* _SUPPLIED DATA_:
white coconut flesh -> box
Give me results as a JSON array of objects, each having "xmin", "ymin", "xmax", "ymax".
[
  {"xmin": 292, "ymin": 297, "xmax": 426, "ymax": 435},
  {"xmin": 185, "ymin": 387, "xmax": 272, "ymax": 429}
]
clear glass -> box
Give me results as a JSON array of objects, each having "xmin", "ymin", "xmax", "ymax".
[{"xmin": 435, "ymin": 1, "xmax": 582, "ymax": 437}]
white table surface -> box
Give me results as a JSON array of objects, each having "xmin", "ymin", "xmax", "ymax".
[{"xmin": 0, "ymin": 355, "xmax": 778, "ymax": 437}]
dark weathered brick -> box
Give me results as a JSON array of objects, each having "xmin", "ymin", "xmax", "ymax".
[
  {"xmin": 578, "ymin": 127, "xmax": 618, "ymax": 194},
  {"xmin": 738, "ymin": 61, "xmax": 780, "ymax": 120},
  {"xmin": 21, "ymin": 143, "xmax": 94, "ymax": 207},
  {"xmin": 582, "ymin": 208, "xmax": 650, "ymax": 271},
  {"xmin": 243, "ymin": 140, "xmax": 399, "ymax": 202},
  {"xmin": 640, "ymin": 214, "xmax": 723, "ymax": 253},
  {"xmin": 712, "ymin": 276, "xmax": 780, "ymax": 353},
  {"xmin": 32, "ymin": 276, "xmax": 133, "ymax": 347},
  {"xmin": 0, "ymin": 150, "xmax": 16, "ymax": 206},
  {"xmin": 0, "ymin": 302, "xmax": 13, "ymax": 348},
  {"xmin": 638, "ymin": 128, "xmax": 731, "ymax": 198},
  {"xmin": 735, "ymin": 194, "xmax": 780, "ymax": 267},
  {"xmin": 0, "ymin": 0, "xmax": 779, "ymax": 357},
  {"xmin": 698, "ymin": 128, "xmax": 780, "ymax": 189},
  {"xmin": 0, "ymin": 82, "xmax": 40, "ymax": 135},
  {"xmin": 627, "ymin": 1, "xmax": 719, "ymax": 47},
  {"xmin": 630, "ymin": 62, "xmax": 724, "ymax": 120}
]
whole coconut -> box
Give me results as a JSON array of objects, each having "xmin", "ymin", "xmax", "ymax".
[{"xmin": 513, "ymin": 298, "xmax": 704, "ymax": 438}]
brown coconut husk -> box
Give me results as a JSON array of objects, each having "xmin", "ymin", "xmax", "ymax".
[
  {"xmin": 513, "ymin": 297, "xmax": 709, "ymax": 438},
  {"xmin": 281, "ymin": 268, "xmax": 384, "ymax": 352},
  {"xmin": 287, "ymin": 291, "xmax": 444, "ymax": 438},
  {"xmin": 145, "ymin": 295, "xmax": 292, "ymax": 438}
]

* _ACTIVITY_: Nothing in the data may be omitted; transcribe it exactly.

* _RESPONSE BOX_:
white coconut flesh -> box
Give me results as a JSON array of objects, each having "xmin", "ymin", "xmax", "ymax".
[
  {"xmin": 292, "ymin": 297, "xmax": 426, "ymax": 435},
  {"xmin": 185, "ymin": 387, "xmax": 272, "ymax": 429}
]
clear glass -> box
Give me results as a JSON array of objects, each having "xmin", "ymin", "xmax", "ymax".
[{"xmin": 435, "ymin": 1, "xmax": 582, "ymax": 437}]
white table surface -> box
Give me results as a JSON array of objects, each having "xmin", "ymin", "xmax", "ymax".
[{"xmin": 0, "ymin": 355, "xmax": 778, "ymax": 437}]
dark weathered brick -> box
Give me results as a JSON array of objects, each having "xmin", "ymin", "xmax", "ymax".
[
  {"xmin": 578, "ymin": 127, "xmax": 618, "ymax": 194},
  {"xmin": 738, "ymin": 61, "xmax": 780, "ymax": 120},
  {"xmin": 21, "ymin": 143, "xmax": 94, "ymax": 207},
  {"xmin": 582, "ymin": 208, "xmax": 650, "ymax": 271},
  {"xmin": 243, "ymin": 140, "xmax": 399, "ymax": 202},
  {"xmin": 640, "ymin": 214, "xmax": 723, "ymax": 253},
  {"xmin": 712, "ymin": 276, "xmax": 780, "ymax": 353},
  {"xmin": 32, "ymin": 276, "xmax": 133, "ymax": 347},
  {"xmin": 0, "ymin": 150, "xmax": 16, "ymax": 206},
  {"xmin": 0, "ymin": 302, "xmax": 13, "ymax": 348},
  {"xmin": 638, "ymin": 128, "xmax": 731, "ymax": 198},
  {"xmin": 735, "ymin": 194, "xmax": 780, "ymax": 267},
  {"xmin": 0, "ymin": 0, "xmax": 779, "ymax": 357},
  {"xmin": 698, "ymin": 128, "xmax": 780, "ymax": 189},
  {"xmin": 0, "ymin": 82, "xmax": 40, "ymax": 135},
  {"xmin": 627, "ymin": 1, "xmax": 719, "ymax": 47},
  {"xmin": 630, "ymin": 62, "xmax": 724, "ymax": 120}
]
whole coconut -> box
Give me results as a JSON array of objects, each having "xmin", "ymin", "xmax", "ymax".
[{"xmin": 513, "ymin": 298, "xmax": 704, "ymax": 438}]
brown coconut husk -> box
Give me results as a JSON array of objects, each having "xmin", "ymin", "xmax", "ymax".
[
  {"xmin": 513, "ymin": 297, "xmax": 709, "ymax": 438},
  {"xmin": 281, "ymin": 268, "xmax": 384, "ymax": 352},
  {"xmin": 287, "ymin": 291, "xmax": 444, "ymax": 438},
  {"xmin": 145, "ymin": 295, "xmax": 292, "ymax": 438}
]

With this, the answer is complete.